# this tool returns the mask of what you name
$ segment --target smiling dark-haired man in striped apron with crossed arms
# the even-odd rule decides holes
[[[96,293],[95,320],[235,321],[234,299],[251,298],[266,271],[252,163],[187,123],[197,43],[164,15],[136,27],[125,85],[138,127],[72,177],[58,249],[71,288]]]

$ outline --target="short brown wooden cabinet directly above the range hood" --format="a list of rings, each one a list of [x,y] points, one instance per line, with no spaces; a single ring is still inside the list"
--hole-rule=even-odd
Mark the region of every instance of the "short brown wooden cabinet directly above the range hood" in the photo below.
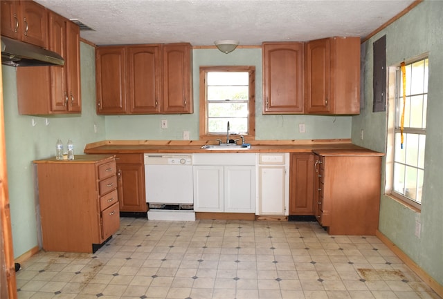
[[[1,1],[1,35],[46,48],[46,8],[34,1]]]

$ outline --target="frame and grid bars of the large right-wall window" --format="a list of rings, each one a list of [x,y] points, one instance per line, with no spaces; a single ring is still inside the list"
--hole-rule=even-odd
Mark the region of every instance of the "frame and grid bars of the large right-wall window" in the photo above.
[[[414,64],[417,61],[422,61],[428,58],[428,54],[420,55],[419,57],[415,57],[414,59],[409,59],[408,61],[405,61],[406,66],[410,64]],[[414,209],[415,211],[421,211],[422,204],[423,204],[423,197],[421,198],[421,202],[416,202],[415,200],[410,199],[409,197],[406,197],[405,195],[395,191],[394,189],[394,168],[395,168],[395,135],[399,133],[399,128],[397,126],[399,122],[399,117],[401,113],[399,112],[401,106],[397,105],[397,101],[402,100],[402,96],[400,95],[401,88],[401,70],[400,66],[390,66],[388,68],[388,134],[387,134],[387,151],[386,151],[386,186],[385,186],[385,193],[386,195],[389,195],[390,197],[394,198],[395,200],[405,204],[406,206],[409,206],[410,208]],[[428,95],[428,90],[426,93],[426,96]],[[411,95],[406,95],[411,96]],[[413,95],[412,95],[413,96]],[[426,113],[427,115],[427,105],[426,105]],[[427,117],[426,117],[427,118]],[[412,134],[422,134],[426,137],[426,126],[425,128],[413,128],[413,127],[407,127],[404,126],[404,133],[412,133]],[[406,148],[405,148],[406,150]],[[426,157],[426,144],[424,146],[424,155]],[[419,166],[416,167],[417,169],[420,169]],[[426,169],[423,166],[423,171],[425,173]],[[424,188],[425,182],[423,182],[423,188]]]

> Exercise details: In the printed copy, the material above must appear unchanged and without its pictures.

> Output for this exercise:
# this tool returns the mask of what you name
$ segment --target smiling dark-haired man in striped apron with crossed arms
# the even-odd rule decides holes
[[[96,293],[95,320],[235,321],[234,299],[251,298],[266,271],[252,163],[187,123],[197,43],[164,15],[136,27],[125,85],[138,127],[72,177],[58,249],[71,288]]]

$ outline --target="short brown wooden cabinet directly above the range hood" --format="a list of rings, each one a list of [x,y] points, one instance per line, with no spaces; a single ring is still inside the list"
--hole-rule=even-odd
Mark the region of every instance of the "short brown wooden cabinet directly above the range hood" in the photo below.
[[[1,1],[1,35],[46,48],[46,8],[34,1]]]

$ outline --target="frame and grid bars of the large right-wall window" --format="a list of rings, each one a list of [x,y] points, one instance per line, with no spaces; a single ring is still inside the list"
--hole-rule=even-odd
Mark the region of every instance of the "frame and grid bars of the large right-wall window" in the photo above.
[[[414,64],[417,61],[422,61],[428,58],[428,54],[420,55],[419,57],[415,57],[414,59],[409,59],[408,61],[405,61],[406,66],[410,64]],[[414,209],[415,211],[421,211],[422,204],[423,204],[423,197],[421,198],[421,202],[416,202],[415,200],[410,199],[409,197],[406,197],[405,195],[395,191],[394,189],[394,168],[395,168],[395,135],[399,133],[399,128],[397,126],[399,122],[399,117],[401,113],[399,112],[401,106],[397,105],[397,101],[402,100],[402,96],[400,95],[401,88],[401,70],[400,66],[390,66],[388,68],[388,134],[387,134],[387,151],[386,151],[386,186],[385,186],[385,193],[386,195],[389,195],[390,197],[394,198],[395,200],[405,204],[406,206],[409,206],[410,208]],[[428,95],[428,90],[426,93],[426,96]],[[411,95],[406,95],[411,96]],[[413,95],[412,95],[413,96]],[[426,113],[427,115],[427,105],[426,105]],[[427,117],[426,117],[427,118]],[[412,134],[422,134],[426,137],[426,126],[425,128],[413,128],[413,127],[407,127],[404,126],[404,133],[412,133]],[[406,148],[405,148],[406,150]],[[426,157],[426,144],[424,146],[424,155]],[[419,166],[416,167],[417,169],[420,169]],[[426,169],[423,166],[423,171],[425,173]],[[424,188],[425,182],[423,182],[423,188]]]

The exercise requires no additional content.